--- Start Excerpt to read ---

Netaji Subhash Chandra Bose Road is an important road in South Kolkata that runs in a north-west to south-east direction. It connects the localities of Tollygunge in the north-west and Rajpur Sonarpur in the south through Garia.

The road is narrow, but given its significance it carries a considerable amount of traffic throughout the day.

Localities
Netaji Subhash Chandra Bose Road (or N.S.C. Bose Road) starts from the Tollygunge Tram Depot crossing and passes through the localities of Ashoknagar, Ranikuthi, Netaji Nagar, Bansdroni and Naktala and touches Raja SC Mullick Road at Garia and from there passes through Rajpur Sonarpur touching the localities of Garia, Narendrapur, Harinavi up to the southern fringes of South Kolkata. It runs nearly parallel to the Tolly's Nullah all along from Bansdroni.

--- End Excerpt to read ---
--- Start Entries supplied ---

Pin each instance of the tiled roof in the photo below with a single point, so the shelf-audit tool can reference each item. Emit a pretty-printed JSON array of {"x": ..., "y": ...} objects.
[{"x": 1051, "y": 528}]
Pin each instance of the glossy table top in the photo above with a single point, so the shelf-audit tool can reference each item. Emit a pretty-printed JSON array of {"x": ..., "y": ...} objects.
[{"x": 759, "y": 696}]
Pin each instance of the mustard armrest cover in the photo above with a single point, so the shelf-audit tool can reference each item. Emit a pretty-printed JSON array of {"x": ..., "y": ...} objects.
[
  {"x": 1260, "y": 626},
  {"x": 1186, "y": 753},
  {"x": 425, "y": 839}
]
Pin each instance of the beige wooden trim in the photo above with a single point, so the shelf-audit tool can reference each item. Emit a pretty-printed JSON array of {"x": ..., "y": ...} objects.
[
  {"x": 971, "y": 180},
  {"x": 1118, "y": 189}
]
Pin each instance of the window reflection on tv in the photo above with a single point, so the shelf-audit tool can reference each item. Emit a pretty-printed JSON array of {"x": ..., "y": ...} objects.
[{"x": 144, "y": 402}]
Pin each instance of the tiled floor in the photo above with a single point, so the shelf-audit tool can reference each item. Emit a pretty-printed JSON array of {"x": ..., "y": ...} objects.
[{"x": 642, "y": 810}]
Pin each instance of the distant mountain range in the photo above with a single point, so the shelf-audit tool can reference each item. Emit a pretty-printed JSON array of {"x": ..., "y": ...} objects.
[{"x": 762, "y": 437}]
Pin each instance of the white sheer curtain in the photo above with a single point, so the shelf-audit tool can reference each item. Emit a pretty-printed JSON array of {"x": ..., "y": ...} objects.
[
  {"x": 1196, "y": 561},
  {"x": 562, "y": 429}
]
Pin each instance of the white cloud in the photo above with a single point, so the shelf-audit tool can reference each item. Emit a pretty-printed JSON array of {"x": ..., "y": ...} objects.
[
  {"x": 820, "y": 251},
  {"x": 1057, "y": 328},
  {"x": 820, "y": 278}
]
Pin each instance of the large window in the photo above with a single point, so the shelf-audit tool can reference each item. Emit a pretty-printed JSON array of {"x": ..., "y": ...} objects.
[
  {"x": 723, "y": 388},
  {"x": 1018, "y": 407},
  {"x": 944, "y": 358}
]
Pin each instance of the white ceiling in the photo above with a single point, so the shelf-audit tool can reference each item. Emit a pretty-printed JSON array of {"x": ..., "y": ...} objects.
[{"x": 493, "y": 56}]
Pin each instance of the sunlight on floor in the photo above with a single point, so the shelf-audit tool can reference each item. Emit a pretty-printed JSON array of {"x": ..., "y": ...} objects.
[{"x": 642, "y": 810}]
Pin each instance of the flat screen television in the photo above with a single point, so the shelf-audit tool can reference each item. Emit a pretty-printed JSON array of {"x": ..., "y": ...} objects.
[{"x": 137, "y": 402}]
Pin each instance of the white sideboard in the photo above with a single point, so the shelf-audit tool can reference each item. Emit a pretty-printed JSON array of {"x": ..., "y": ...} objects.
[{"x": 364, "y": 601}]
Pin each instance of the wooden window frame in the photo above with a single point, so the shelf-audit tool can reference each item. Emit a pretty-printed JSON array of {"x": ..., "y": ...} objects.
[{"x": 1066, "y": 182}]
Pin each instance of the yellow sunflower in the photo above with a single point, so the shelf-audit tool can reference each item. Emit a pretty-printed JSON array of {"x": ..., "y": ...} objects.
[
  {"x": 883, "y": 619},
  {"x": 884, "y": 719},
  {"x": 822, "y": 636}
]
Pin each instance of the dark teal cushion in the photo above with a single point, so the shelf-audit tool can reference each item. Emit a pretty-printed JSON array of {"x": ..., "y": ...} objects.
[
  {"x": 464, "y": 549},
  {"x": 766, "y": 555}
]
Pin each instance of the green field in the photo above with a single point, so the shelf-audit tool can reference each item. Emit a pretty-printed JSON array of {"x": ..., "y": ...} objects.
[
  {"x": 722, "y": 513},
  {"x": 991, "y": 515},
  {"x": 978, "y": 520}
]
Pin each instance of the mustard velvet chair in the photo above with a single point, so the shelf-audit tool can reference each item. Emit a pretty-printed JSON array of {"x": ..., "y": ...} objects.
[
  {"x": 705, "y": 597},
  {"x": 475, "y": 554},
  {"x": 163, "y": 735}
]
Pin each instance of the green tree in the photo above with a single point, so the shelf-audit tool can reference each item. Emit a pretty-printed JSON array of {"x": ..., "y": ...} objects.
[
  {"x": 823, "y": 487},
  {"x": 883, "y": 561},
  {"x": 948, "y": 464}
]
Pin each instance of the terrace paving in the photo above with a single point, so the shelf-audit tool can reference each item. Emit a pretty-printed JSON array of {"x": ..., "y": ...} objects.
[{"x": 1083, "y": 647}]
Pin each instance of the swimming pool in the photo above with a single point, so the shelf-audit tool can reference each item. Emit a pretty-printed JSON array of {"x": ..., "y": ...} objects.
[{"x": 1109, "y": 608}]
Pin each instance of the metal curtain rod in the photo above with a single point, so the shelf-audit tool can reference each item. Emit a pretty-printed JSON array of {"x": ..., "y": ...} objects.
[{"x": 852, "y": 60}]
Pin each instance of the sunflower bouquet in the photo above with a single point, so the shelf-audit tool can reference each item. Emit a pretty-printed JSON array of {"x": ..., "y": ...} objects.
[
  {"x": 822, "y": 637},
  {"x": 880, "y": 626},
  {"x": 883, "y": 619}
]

--- End Entries supplied ---

▸ Task goal
From the passage on Netaji Subhash Chandra Bose Road, reproduce word for word the part that opens with the words containing "Netaji Subhash Chandra Bose Road is" and closes with "along from Bansdroni.".

▸ Right answer
Netaji Subhash Chandra Bose Road is an important road in South Kolkata that runs in a north-west to south-east direction. It connects the localities of Tollygunge in the north-west and Rajpur Sonarpur in the south through Garia.

The road is narrow, but given its significance it carries a considerable amount of traffic throughout the day.

Localities
Netaji Subhash Chandra Bose Road (or N.S.C. Bose Road) starts from the Tollygunge Tram Depot crossing and passes through the localities of Ashoknagar, Ranikuthi, Netaji Nagar, Bansdroni and Naktala and touches Raja SC Mullick Road at Garia and from there passes through Rajpur Sonarpur touching the localities of Garia, Narendrapur, Harinavi up to the southern fringes of South Kolkata. It runs nearly parallel to the Tolly's Nullah all along from Bansdroni.